Information provided:
☆ ☆ ☆ ☆ ☆ ☆ ☆
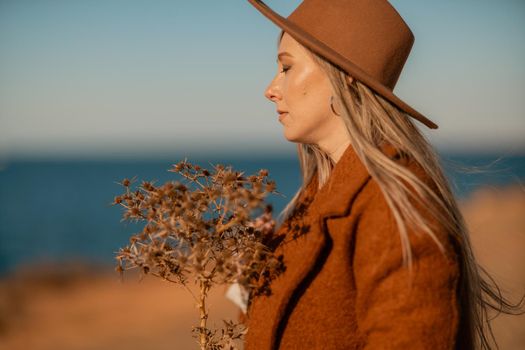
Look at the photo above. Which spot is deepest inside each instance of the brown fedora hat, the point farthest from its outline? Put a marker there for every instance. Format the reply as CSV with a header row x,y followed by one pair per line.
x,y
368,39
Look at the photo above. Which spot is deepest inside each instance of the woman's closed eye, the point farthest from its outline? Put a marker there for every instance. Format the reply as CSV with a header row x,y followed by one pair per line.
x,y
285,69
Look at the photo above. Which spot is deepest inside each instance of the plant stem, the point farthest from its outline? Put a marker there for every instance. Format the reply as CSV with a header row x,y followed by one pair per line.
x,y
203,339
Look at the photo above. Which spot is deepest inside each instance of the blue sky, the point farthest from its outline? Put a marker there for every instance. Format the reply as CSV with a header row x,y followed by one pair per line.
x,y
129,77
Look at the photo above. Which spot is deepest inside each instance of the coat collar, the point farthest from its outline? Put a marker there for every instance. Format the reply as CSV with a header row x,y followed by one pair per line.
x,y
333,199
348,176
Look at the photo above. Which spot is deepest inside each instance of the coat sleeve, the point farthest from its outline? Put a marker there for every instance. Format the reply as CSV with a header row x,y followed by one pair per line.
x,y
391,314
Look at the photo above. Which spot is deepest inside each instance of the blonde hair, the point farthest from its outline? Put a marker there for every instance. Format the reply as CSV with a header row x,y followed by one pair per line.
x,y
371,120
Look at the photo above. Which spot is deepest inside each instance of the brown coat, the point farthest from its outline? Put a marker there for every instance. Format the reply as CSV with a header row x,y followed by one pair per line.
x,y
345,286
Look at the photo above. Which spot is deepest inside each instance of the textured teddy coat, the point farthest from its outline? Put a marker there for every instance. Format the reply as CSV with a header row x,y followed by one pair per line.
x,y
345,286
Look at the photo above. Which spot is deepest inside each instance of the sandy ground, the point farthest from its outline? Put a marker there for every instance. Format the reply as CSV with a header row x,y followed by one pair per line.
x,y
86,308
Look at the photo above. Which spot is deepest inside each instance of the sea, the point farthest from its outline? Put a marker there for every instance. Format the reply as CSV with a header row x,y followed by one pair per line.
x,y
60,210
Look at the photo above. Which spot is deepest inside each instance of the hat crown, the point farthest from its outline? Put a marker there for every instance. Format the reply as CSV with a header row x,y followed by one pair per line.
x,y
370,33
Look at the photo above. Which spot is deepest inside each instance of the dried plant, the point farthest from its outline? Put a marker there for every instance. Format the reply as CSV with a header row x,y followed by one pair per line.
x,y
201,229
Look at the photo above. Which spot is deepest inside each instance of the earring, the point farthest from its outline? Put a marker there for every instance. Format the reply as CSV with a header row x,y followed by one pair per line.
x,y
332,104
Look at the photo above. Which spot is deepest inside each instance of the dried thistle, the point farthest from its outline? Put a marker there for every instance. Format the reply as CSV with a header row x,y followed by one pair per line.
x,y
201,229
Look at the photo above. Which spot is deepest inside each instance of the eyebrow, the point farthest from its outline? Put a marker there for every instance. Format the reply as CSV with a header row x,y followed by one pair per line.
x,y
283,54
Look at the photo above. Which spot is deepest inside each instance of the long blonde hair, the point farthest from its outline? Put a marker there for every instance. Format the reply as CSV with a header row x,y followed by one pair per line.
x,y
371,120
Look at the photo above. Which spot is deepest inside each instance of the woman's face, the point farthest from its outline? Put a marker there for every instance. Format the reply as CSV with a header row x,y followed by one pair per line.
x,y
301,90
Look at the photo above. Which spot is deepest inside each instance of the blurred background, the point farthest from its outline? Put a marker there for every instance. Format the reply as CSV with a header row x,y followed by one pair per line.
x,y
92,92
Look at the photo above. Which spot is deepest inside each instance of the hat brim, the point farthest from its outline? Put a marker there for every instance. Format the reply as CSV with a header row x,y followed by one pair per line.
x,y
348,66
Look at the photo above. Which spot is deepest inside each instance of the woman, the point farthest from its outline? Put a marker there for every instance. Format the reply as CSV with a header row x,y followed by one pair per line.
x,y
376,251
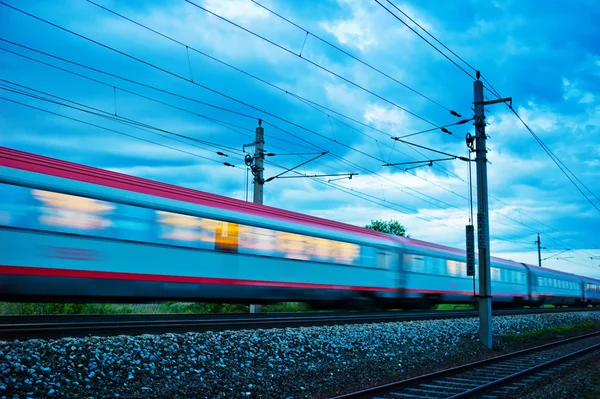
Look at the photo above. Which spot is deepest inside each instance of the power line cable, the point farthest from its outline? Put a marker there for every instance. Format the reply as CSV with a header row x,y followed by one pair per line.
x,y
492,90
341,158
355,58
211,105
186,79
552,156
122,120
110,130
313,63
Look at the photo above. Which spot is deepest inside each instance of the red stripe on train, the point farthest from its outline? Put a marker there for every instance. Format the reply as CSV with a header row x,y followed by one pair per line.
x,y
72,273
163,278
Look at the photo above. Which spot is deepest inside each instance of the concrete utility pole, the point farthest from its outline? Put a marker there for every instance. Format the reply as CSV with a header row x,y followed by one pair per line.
☆ ☆ ☆ ☆ ☆ ☆ ☆
Brief: Copy the entries from the line containing "of the power" through the last entry, putting "wooden utility pole" in place of "concrete utility pole" and leaving everything else untouched.

Answer to the exercise:
Look at the photo above. Which spot is deepest inside each instance of the power line cable, the point farthest from its outline? Put a marker there for every instance. Format the reply as CSV with a header row x,y followed by one pair per line.
x,y
492,90
341,158
355,58
211,105
186,79
552,156
122,120
110,130
313,63
Look at the photo above. Which spot is deepest inside each instance of the red stripe on train, the point farthest from its outline? Put a marker there for every instance. Format the reply as CSV with a header row x,y followed by one pair per line.
x,y
72,273
163,278
Look at the photo above. Which spot is deepest inside each instance of the wooden utility pole, the point farthest from its outline? Put a marker there for every instance. Format the reply as CSV with a header row x,y followed by one pair per line.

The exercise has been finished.